Put every line of the entries below into a JSON list of strings, one string per line, and omit blank lines and the pictures.

======

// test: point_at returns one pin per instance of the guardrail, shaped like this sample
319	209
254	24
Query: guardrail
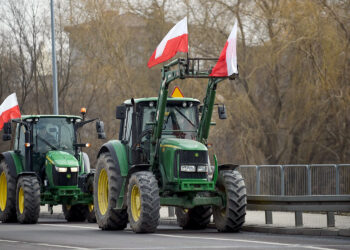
298	188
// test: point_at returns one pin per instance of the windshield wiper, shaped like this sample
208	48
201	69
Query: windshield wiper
183	115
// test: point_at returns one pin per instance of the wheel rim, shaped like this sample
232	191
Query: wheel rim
102	193
21	200
91	207
135	203
3	191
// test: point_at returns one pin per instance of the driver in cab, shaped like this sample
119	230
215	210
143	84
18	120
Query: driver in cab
47	141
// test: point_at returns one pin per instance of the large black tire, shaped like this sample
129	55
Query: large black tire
232	217
106	192
75	213
143	202
91	217
7	194
28	199
194	218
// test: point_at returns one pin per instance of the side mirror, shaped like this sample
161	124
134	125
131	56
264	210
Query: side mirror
121	110
100	129
222	112
200	109
7	136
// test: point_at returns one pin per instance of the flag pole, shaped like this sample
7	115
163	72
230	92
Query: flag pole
54	66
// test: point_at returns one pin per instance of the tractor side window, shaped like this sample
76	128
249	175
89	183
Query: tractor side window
21	139
127	125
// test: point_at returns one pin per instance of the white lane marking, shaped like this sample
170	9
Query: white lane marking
246	241
9	241
206	238
70	226
43	244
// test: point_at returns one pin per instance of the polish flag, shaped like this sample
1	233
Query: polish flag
227	63
176	40
9	109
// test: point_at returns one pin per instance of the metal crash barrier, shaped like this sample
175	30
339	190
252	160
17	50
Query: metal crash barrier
298	188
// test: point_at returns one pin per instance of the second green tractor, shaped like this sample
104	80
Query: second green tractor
161	159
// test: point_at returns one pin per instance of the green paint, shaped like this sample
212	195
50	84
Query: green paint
62	159
120	149
17	159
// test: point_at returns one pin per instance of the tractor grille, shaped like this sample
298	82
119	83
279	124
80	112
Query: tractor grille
190	158
65	179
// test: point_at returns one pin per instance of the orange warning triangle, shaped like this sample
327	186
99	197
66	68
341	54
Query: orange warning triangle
177	93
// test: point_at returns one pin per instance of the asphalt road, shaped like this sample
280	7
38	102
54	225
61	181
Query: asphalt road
58	234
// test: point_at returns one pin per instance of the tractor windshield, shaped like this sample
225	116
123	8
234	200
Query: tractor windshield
54	133
180	120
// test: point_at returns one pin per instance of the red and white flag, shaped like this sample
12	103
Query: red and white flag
227	63
9	109
175	41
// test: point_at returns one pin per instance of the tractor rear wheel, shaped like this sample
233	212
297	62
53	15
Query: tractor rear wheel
193	218
106	192
91	217
143	202
28	200
231	217
7	194
75	213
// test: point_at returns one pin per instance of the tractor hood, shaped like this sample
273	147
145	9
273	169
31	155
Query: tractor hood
61	159
184	144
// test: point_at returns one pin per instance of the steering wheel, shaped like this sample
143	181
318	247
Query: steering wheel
47	143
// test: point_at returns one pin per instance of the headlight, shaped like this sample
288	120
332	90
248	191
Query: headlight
188	168
202	168
73	170
61	170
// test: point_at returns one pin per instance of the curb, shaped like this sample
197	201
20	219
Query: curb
253	228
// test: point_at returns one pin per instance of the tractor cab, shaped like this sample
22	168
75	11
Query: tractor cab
181	121
46	153
46	134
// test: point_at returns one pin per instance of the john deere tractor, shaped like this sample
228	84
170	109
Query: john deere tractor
162	159
46	166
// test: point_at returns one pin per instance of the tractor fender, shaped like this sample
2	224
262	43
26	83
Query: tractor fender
86	162
227	166
8	157
118	153
28	174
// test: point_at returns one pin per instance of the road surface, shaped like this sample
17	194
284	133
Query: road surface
58	234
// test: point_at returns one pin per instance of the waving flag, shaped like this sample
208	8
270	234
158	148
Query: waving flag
227	63
9	109
176	40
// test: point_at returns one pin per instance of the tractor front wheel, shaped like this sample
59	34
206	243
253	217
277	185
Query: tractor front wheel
231	217
7	194
107	186
28	200
143	202
193	218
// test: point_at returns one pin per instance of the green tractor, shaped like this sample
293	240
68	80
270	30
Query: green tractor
162	159
46	166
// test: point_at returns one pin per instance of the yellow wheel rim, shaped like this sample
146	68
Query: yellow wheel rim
135	203
21	200
3	191
91	207
102	192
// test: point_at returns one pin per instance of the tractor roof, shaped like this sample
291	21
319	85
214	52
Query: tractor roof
154	99
50	116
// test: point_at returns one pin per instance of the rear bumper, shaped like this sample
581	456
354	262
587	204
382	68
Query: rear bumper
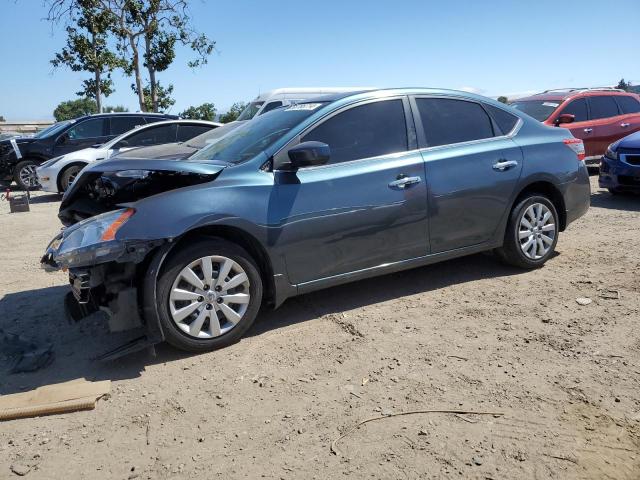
618	175
592	162
577	195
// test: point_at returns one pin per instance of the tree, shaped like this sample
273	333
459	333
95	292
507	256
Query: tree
87	48
164	101
147	32
206	111
233	113
623	85
115	108
74	109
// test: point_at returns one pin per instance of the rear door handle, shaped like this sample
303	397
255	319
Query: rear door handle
505	165
403	182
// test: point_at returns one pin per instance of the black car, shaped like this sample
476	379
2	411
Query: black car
20	156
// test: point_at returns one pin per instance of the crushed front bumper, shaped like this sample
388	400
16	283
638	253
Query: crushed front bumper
124	289
47	177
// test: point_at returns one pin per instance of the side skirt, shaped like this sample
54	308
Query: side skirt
391	268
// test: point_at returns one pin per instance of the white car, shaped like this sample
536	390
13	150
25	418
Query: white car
57	174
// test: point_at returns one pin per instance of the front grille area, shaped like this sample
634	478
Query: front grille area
628	180
632	159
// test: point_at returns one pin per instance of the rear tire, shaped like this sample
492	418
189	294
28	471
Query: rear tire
219	315
68	175
25	175
532	233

======

* [Exercise solution]
[
  "// test: point_at returns one pin per instance of the guardrail, shaped like this sample",
  "319\t209",
  "254\t24",
  "Query: guardrail",
  "298\t188",
  "// test: point_at returns one pin per instance of the windshield wiper, shaped like this sample",
  "208\t48",
  "201\t69",
  "Query: windshield wiper",
  "183\t115",
  "// test: point_at returns one pin per instance of the wheel rim, shaped like this sample",
  "232\t191",
  "Query: wheel rim",
  "102\t193",
  "21\t200",
  "91\t207",
  "135\t203",
  "3\t191",
  "// test: point_at returns one pin per instance of the driver in cab, shaped like this sample",
  "119\t230",
  "215\t210",
  "143\t84",
  "18\t120",
  "Query: driver in cab",
  "47\t141",
  "// test: point_at returns one pin per instance of the large black tire, shaped like this sample",
  "129\t55",
  "Query: large black tire",
  "232\t217",
  "106\t192",
  "75\t213",
  "143\t202",
  "91\t217",
  "7\t194",
  "28\t199",
  "194\t218",
  "// test: point_at returns one pin per instance of the side mirror, shaped like this sample",
  "161\t124",
  "134\t125",
  "131\t56",
  "264\t210",
  "Query: side mirror",
  "121\t110",
  "100\t129",
  "222\t112",
  "200\t109",
  "7\t136",
  "// test: point_at returns one pin per instance of the flag pole, shaped like this sample",
  "7\t115",
  "163\t72",
  "230\t92",
  "Query: flag pole",
  "54\t66",
  "// test: point_at returns one pin per instance of the tractor side window, shaped like this sample",
  "76\t128",
  "249\t175",
  "89\t183",
  "Query: tractor side window",
  "21\t139",
  "127\t125",
  "// test: point_at returns one pin per instance of the white lane marking, shaped like this sample",
  "170\t9",
  "Query: white lane marking",
  "246\t241",
  "9\t241",
  "206\t238",
  "70\t226",
  "43\t244",
  "// test: point_at returns one pin per instance of the polish flag, shaped like this sample",
  "1\t233",
  "Query: polish flag",
  "227\t63",
  "176\t40",
  "9\t109",
  "// test: point_at returns one pin per instance of the metal crash barrier, shaped like this sample",
  "175\t30",
  "339\t190",
  "252\t160",
  "17\t50",
  "Query: metal crash barrier",
  "298\t188",
  "// test: point_at returns one pin per instance of the second green tractor, shaped like this sample",
  "104\t80",
  "Query: second green tractor",
  "161\t159",
  "// test: point_at returns one pin per instance of the green paint, shaped like this sample",
  "212\t195",
  "50\t84",
  "Query: green paint",
  "62\t159",
  "120\t149",
  "17\t159",
  "// test: point_at returns one pin per instance of the tractor grille, shaped like this sample",
  "298\t82",
  "119\t83",
  "279\t124",
  "80\t112",
  "Query: tractor grille",
  "190\t158",
  "65\t179",
  "// test: point_at returns one pin per instance of the orange warning triangle, shaped like this sample",
  "327\t186",
  "99\t197",
  "66\t68",
  "341\t54",
  "Query: orange warning triangle",
  "177\t93",
  "// test: point_at returns one pin per instance of the asphalt road, shaped like this sample",
  "280\t7",
  "38\t102",
  "54\t225",
  "61\t181",
  "Query: asphalt road",
  "58\t234",
  "// test: point_at returns one pin per instance of the tractor windshield, shaped like this sample",
  "225\t116",
  "123\t8",
  "234\t200",
  "Query: tractor windshield",
  "54\t133",
  "180\t120",
  "// test: point_at returns one pin per instance of the red and white flag, shaped like this sample",
  "12\t103",
  "Query: red and white flag",
  "227\t63",
  "9\t109",
  "175\t41",
  "// test: point_at returns one pin per instance of the tractor rear wheel, shaped like this sample",
  "233\t212",
  "297\t62",
  "53\t15",
  "Query: tractor rear wheel",
  "193\t218",
  "106\t192",
  "91\t217",
  "143\t202",
  "28\t200",
  "231\t217",
  "7\t194",
  "75\t213",
  "// test: point_at returns one pin per instance of the tractor hood, shaped like this sample",
  "273\t147",
  "145\t9",
  "273\t169",
  "31\t155",
  "Query: tractor hood",
  "61\t159",
  "184\t144",
  "// test: point_at returns one pin per instance of the steering wheel, shaped like this sample",
  "143\t181",
  "318\t247",
  "Query: steering wheel",
  "47\t143",
  "// test: point_at returns one pin per instance of the headlight, shaped like this sample",
  "288\t120",
  "332\t90",
  "248\t191",
  "Query: headlight",
  "188\t168",
  "202\t168",
  "73\t170",
  "61\t170",
  "// test: point_at returns one pin per instance of the curb, shaped like this sample",
  "197\t201",
  "20\t219",
  "Query: curb",
  "253\t228",
  "// test: point_at returns one pin per instance of the tractor cab, shaped like this sample",
  "22\t168",
  "75\t11",
  "Query: tractor cab",
  "181\t121",
  "46\t153",
  "46\t134",
  "// test: point_at returns one pin per instance of the john deere tractor, shaped like this sample",
  "228\t84",
  "170\t109",
  "Query: john deere tractor",
  "162\t159",
  "46\t166",
  "// test: point_at returns one pin per instance of the tractor fender, shaped like this sample",
  "2\t224",
  "262\t43",
  "26\t83",
  "Query: tractor fender",
  "86\t162",
  "227\t166",
  "8\t157",
  "118\t153",
  "28\t174",
  "// test: point_at returns one pin per instance of the road surface, shaped like this sample",
  "17\t194",
  "284\t133",
  "Query: road surface",
  "58\t234",
  "// test: point_at returns one pin per instance of the waving flag, shaped like this sample",
  "208\t8",
  "270\t234",
  "158\t148",
  "Query: waving flag",
  "227\t63",
  "9\t109",
  "176\t40",
  "// test: point_at returns one pin per instance of the tractor front wheel, shaped like this sample",
  "59\t34",
  "206\t243",
  "253\t217",
  "277\t185",
  "Query: tractor front wheel",
  "231\t217",
  "7\t194",
  "107\t186",
  "28\t200",
  "143\t202",
  "193\t218",
  "// test: point_at returns one pin per instance of the green tractor, shaped like this sample",
  "293\t240",
  "68\t80",
  "270\t30",
  "Query: green tractor",
  "162\t159",
  "46\t166",
  "// test: point_at returns one pin per instance of the yellow wheel rim, shaped like this sample",
  "146\t68",
  "Query: yellow wheel rim",
  "135\t203",
  "21\t200",
  "3\t191",
  "91\t207",
  "102\t192",
  "// test: point_at returns one pin per instance of the tractor roof, shaped like this sample",
  "291\t21",
  "319\t85",
  "214\t52",
  "Query: tractor roof",
  "154\t99",
  "50\t116",
  "// test: point_at returns one pin per instance of the rear bumper, shaped like this sample",
  "581\t456",
  "354\t262",
  "587\t204",
  "382\t68",
  "Query: rear bumper",
  "618\t175",
  "592\t162",
  "577\t195",
  "// test: point_at returns one pin per instance of the tree, shaped like this sample",
  "273\t333",
  "459\t333",
  "95\t292",
  "507\t256",
  "Query: tree",
  "87\t48",
  "164\t101",
  "147\t32",
  "206\t111",
  "233\t113",
  "623\t85",
  "115\t108",
  "74\t109",
  "// test: point_at returns one pin per instance of the rear door handle, shaped like this sample",
  "303\t397",
  "255\t319",
  "Query: rear door handle",
  "505\t165",
  "403\t182",
  "// test: point_at returns one pin per instance of the black car, shaped like this sample",
  "476\t379",
  "2\t411",
  "Query: black car",
  "20\t156",
  "// test: point_at returns one pin per instance of the crushed front bumper, shaped like this sample",
  "388\t400",
  "16\t283",
  "638\t253",
  "Query: crushed front bumper",
  "124\t289",
  "47\t177",
  "// test: point_at returns one pin per instance of the side skirt, shaped like this sample",
  "54\t308",
  "Query: side skirt",
  "391\t268",
  "// test: point_at returns one pin per instance of the white car, shaped like this sample",
  "536\t390",
  "13\t150",
  "25\t418",
  "Query: white car",
  "57\t174",
  "// test: point_at returns one pin per instance of the front grille area, shaped like this sample",
  "634\t478",
  "Query: front grille area",
  "628\t180",
  "632\t159",
  "// test: point_at returns one pin per instance of the rear tire, shaped like this sample",
  "492\t418",
  "189\t294",
  "28\t471",
  "Query: rear tire",
  "219\t315",
  "68\t175",
  "25\t175",
  "532\t233"
]